§ **Written problem**
Copy the rows from the line containing "Target: white cloud" through the end of the rows, requests included, and shift every x and y coordinate in the answers up by 145. Leave the pictures out of your copy.

[start Recorded data]

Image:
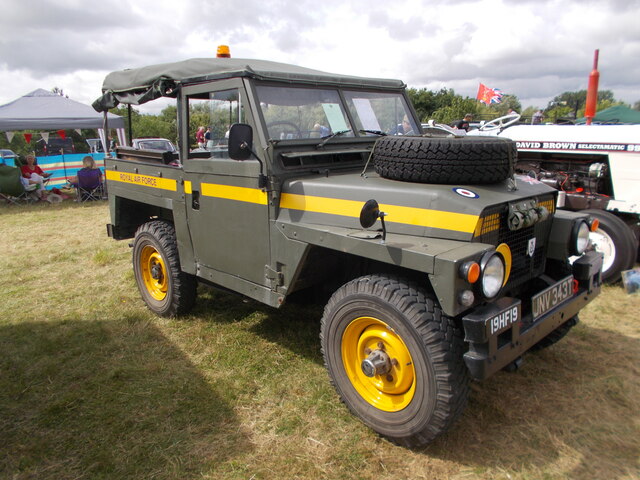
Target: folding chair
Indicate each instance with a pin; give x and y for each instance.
(90, 186)
(12, 190)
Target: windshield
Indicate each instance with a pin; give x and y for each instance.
(292, 113)
(386, 113)
(295, 113)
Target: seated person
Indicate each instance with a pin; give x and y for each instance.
(32, 174)
(91, 179)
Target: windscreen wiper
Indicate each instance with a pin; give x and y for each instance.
(374, 132)
(334, 134)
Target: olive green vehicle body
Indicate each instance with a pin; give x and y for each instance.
(299, 228)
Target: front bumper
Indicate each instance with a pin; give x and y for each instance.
(498, 334)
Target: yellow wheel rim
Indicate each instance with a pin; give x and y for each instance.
(389, 392)
(154, 273)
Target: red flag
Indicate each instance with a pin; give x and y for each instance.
(488, 95)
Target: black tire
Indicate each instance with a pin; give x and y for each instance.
(450, 160)
(616, 241)
(416, 400)
(557, 335)
(165, 288)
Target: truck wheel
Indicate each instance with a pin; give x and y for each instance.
(164, 287)
(394, 358)
(555, 336)
(452, 161)
(616, 241)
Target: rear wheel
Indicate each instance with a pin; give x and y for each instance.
(394, 358)
(164, 287)
(616, 242)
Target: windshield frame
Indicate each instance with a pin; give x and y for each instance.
(340, 93)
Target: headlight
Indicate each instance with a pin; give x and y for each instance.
(580, 238)
(492, 276)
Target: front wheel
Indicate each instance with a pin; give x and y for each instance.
(165, 288)
(394, 358)
(616, 242)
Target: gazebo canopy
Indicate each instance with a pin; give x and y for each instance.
(43, 110)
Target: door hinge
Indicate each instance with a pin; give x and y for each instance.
(275, 276)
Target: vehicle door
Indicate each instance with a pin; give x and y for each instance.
(227, 212)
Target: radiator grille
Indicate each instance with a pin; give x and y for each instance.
(493, 229)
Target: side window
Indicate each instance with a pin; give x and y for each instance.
(211, 115)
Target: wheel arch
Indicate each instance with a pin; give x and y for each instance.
(127, 215)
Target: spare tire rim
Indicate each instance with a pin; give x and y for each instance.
(391, 389)
(604, 244)
(154, 273)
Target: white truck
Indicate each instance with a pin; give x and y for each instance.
(596, 168)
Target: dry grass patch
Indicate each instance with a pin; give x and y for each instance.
(94, 386)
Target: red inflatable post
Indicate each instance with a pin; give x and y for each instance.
(592, 90)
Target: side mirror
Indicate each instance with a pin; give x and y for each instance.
(240, 141)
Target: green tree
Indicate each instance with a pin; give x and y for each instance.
(456, 110)
(426, 102)
(572, 104)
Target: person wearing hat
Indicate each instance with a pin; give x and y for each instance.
(464, 123)
(33, 174)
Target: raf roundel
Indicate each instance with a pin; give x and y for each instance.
(466, 193)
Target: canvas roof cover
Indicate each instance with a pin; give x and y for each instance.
(140, 85)
(43, 110)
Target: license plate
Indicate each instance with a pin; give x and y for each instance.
(552, 296)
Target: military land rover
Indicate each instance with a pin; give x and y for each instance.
(444, 266)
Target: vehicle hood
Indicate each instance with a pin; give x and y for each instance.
(439, 211)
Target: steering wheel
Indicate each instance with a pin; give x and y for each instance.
(500, 122)
(293, 126)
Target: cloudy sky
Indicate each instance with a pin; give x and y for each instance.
(534, 49)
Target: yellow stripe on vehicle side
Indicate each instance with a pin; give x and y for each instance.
(144, 180)
(422, 217)
(241, 194)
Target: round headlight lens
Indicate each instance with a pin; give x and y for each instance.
(581, 238)
(492, 275)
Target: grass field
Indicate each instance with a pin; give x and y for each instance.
(93, 386)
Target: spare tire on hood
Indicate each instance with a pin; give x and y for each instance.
(445, 160)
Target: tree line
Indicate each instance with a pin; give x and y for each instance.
(445, 106)
(442, 106)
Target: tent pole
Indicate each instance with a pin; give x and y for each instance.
(64, 164)
(130, 124)
(105, 127)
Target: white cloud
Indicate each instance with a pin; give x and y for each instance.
(534, 49)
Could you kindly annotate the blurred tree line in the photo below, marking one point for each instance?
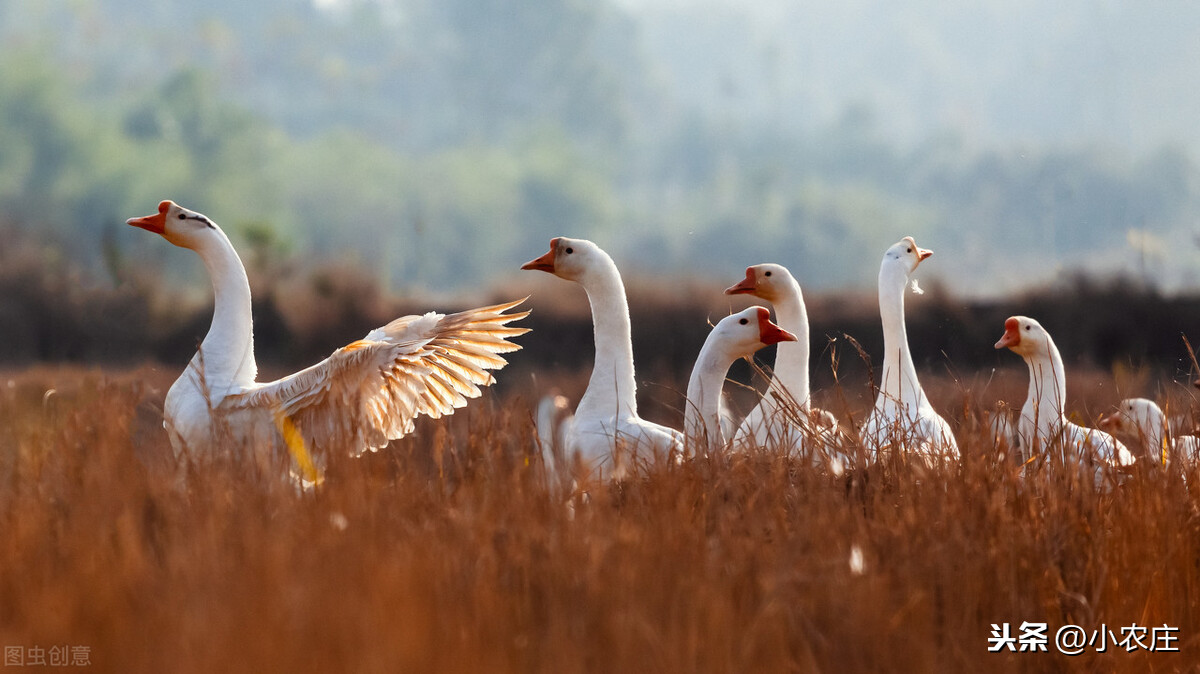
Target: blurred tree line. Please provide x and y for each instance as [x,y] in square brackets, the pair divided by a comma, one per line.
[441,143]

[end Recorded data]

§ **Answer for this exercise**
Target: white cloud
Indicate each instance with a pin; give x and y for each instance.
(679, 194)
Could you kindly annotate the blurred tree line in the photo below, marking one point for each instance?
Target: blurred tree line. Please provide x and y for each instance as [x,y] in square brackets, the pair divided by a comma, one per line.
[586,288]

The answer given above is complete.